La première condition d’un changement de politique est réalisée. L’élimination de Sarkozy et son retrait annoncé de la vie publique constituent la juste sanction de cinq années de déshérence et de gouvernance partisane à la tête de l’Etat ; le résultat des élections ouvre désormais la voie à d’autres possibles et à un rebond de l’engagement citoyen. Mais, pour paraphraser le slogan de campagne de François Hollande, le vrai changement c’est demain et cela dépendra des luttes et de la mobilisation de tous. Pour le nouveau pouvoir, les formidables défis écologiques et sociaux auxquels nous sommes confrontés semblent bien difficiles à relever, voire étrangers à sa culture.
Dans le domaine social, la discipline budgétaire imposée par l’Union Européenne est un obstacle quasi insurmontable à une alternance véritable : notre nouveau Président veut avant toute autre chose désendetter l’Etat et cet objectif majeur risque fort de surdéterminer le reste. Malgré les dernières prévisions plutôt pessimistes sur la croissance, François Hollande confirme son objectif de réduction du déficit public à 3% du PIB en 2013 ; il y a là une forme de stakhanovisme du désendettement qui peut nous inquiéter. L’amélioration des conditions de vie des populations les plus défavorisées - qui passe notamment par le maintien de services sociaux de qualité - paraît difficilement compatible avec la résolution de la crise de la dette publique dans le cadre du libéralisme financier imposé par Bruxelles et les lobbies bancaires.

**DONNÉES À ANALYSER**
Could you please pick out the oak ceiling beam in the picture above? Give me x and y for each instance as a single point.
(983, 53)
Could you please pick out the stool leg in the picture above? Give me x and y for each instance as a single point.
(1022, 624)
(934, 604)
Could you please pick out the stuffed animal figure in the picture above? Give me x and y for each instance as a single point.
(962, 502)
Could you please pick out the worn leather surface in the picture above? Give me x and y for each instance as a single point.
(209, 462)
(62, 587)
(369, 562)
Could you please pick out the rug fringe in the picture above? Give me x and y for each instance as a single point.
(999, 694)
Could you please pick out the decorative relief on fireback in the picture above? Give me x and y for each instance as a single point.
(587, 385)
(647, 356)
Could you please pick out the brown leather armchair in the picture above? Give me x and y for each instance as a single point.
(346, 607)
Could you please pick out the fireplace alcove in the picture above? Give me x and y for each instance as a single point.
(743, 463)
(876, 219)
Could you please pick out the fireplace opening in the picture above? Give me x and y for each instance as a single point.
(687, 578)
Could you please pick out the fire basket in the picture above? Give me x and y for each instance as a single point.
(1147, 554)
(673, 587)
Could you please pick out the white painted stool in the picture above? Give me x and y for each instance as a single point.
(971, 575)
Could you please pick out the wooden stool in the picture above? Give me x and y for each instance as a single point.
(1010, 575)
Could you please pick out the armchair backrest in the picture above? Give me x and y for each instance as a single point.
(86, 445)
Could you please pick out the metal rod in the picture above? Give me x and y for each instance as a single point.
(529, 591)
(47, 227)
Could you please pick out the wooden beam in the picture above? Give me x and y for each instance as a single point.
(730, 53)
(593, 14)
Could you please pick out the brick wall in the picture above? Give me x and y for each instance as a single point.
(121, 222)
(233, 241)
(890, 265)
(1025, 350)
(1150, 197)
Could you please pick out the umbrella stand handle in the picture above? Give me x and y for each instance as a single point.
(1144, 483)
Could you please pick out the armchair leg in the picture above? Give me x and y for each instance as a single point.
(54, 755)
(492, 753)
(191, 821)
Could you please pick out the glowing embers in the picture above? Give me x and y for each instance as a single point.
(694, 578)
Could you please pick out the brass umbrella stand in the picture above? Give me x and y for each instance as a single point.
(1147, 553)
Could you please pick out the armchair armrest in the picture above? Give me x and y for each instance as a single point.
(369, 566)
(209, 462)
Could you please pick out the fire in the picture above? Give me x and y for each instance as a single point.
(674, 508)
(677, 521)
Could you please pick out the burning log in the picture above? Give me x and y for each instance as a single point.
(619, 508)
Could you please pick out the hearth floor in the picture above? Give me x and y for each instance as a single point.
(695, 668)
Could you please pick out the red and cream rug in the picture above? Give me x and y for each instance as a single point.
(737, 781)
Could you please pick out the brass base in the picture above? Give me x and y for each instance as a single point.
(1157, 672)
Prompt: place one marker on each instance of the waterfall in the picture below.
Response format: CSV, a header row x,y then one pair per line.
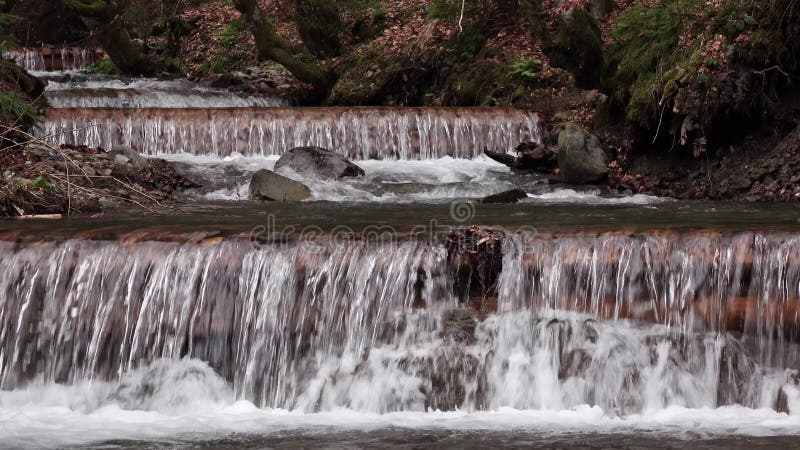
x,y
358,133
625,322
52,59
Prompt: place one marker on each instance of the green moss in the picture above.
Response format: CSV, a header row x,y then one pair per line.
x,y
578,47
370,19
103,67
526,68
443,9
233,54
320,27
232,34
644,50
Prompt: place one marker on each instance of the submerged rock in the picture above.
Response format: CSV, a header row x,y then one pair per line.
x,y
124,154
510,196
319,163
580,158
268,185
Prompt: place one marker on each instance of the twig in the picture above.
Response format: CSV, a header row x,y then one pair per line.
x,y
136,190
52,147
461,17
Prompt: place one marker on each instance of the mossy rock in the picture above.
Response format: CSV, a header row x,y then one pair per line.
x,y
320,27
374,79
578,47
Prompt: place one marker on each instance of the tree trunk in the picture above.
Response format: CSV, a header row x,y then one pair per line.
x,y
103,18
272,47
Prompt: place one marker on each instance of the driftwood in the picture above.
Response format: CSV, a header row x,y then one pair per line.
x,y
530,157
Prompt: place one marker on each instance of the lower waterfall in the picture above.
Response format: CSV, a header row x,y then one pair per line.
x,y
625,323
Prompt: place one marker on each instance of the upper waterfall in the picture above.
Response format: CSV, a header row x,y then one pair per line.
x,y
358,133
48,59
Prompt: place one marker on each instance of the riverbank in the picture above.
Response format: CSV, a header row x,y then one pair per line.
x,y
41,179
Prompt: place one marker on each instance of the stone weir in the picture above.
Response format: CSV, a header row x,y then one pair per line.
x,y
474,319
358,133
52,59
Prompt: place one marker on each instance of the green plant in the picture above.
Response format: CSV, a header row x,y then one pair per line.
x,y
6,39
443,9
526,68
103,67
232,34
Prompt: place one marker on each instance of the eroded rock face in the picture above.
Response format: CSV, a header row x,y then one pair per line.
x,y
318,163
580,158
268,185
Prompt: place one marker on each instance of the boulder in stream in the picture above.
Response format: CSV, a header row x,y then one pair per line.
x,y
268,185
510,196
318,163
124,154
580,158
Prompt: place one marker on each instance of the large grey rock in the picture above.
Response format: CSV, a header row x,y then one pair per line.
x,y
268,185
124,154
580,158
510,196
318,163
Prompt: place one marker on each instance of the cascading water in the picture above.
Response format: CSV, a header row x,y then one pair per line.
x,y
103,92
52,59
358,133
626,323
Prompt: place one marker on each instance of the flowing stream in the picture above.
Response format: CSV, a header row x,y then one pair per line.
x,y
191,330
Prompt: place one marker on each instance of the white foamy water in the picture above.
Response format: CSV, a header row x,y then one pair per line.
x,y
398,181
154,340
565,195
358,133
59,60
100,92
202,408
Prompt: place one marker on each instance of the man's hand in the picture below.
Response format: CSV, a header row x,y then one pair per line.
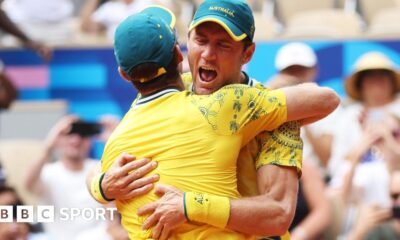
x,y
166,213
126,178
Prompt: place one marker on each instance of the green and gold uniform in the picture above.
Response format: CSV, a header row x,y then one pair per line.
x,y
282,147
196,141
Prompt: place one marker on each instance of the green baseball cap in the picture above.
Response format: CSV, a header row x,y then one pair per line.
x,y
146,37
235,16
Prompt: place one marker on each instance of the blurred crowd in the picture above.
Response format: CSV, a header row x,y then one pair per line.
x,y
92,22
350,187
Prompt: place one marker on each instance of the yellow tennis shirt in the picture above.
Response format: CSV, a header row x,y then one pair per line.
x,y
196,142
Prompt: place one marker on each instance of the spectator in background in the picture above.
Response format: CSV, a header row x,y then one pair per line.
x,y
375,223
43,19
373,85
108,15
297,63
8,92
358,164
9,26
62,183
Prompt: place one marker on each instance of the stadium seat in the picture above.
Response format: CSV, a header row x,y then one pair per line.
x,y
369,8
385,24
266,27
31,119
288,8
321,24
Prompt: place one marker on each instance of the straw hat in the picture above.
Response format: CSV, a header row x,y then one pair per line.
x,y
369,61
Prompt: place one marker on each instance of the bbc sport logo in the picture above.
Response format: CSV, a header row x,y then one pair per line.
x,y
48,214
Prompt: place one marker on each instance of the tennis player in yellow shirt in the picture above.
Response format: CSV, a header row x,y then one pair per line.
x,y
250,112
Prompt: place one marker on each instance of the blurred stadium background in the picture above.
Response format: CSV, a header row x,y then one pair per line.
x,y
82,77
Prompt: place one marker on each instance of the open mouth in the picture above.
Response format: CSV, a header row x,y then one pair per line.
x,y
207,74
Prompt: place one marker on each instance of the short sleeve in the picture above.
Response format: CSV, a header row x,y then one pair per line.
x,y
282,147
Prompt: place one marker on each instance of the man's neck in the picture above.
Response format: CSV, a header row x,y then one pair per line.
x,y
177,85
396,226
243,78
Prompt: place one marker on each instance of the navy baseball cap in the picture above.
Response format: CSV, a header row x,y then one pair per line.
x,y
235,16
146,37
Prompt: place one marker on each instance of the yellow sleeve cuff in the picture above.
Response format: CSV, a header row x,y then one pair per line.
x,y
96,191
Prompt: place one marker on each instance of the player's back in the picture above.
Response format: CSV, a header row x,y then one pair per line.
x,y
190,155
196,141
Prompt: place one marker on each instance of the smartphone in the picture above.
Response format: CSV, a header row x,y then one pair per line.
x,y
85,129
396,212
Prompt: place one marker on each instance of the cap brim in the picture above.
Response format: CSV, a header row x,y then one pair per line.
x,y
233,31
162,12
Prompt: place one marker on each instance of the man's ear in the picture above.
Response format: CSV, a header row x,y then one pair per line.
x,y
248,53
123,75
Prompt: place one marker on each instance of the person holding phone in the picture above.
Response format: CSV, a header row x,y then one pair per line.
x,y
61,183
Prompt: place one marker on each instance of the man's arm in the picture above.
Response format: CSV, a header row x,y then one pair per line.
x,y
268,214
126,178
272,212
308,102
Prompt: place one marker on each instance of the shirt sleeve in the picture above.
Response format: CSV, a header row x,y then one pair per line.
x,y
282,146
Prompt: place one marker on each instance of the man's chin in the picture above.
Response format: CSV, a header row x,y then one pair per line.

* * *

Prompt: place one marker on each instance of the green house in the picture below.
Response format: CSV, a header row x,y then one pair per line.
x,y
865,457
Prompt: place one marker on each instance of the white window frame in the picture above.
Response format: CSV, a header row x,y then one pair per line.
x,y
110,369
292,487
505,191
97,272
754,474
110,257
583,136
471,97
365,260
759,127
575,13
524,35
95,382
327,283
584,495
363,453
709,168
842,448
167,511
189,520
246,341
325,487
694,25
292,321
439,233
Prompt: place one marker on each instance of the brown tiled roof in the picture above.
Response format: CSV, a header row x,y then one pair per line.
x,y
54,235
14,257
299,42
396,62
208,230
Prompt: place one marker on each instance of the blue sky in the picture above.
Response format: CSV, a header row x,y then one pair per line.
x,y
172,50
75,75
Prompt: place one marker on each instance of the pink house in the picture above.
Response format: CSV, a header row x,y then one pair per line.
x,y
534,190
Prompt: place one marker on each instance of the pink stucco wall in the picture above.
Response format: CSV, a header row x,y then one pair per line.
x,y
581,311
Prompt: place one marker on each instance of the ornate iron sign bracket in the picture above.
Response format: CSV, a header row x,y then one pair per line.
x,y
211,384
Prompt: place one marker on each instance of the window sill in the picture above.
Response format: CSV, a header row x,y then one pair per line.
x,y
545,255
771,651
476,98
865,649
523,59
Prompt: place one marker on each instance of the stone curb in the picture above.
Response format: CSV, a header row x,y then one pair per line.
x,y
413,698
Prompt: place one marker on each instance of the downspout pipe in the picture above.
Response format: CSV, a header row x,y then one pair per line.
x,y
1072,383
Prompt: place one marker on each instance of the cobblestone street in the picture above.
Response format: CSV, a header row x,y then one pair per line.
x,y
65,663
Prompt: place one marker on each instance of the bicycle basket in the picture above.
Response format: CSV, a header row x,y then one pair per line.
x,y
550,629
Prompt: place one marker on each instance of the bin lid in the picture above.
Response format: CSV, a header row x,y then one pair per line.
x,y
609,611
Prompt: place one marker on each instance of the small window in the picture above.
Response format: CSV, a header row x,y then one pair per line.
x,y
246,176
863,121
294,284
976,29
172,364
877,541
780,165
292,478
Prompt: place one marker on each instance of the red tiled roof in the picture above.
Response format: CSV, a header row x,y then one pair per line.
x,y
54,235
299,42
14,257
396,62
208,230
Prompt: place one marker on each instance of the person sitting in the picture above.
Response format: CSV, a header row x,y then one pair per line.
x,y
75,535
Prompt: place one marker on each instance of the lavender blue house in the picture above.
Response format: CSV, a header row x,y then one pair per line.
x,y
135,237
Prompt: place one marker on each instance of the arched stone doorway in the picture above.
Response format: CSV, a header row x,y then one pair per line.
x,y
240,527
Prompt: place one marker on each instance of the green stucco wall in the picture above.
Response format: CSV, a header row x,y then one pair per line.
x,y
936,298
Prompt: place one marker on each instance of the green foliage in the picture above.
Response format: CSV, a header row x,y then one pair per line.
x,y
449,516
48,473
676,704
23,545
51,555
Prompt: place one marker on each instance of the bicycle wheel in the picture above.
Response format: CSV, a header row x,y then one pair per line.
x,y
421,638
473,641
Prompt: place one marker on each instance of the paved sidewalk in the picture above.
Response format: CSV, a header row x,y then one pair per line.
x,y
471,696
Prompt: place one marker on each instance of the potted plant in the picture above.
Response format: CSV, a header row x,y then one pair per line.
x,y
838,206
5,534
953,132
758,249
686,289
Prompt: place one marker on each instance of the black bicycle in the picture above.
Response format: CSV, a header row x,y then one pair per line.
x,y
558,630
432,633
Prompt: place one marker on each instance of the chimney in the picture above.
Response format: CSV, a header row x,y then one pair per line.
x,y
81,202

---

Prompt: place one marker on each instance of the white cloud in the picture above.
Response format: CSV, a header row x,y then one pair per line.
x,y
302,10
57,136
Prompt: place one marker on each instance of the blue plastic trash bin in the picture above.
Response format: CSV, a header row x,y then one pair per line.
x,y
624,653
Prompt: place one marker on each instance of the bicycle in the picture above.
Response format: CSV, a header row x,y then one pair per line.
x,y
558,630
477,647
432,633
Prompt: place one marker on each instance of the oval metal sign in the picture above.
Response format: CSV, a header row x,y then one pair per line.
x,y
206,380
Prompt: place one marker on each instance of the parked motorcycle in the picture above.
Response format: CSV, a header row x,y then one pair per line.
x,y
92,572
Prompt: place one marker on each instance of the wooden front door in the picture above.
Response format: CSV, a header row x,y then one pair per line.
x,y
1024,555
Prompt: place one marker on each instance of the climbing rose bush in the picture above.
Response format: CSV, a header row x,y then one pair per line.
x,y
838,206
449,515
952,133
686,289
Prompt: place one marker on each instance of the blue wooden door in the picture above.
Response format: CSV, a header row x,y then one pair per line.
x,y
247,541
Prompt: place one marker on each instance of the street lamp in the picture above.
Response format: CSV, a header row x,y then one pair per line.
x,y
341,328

**CONSIGNE**
Relevez dans l'extrait choisi toutes les expressions qui comportent une quantité exprimée par un nombre cardinal, un pourcentage ou une année (les ordinaux sont exclus). Ces données n'ont aucun lien avec l'extrait choisi.

**RÉPONSE ATTENDUE**
- cinq années
- 3% du PIB
- 2013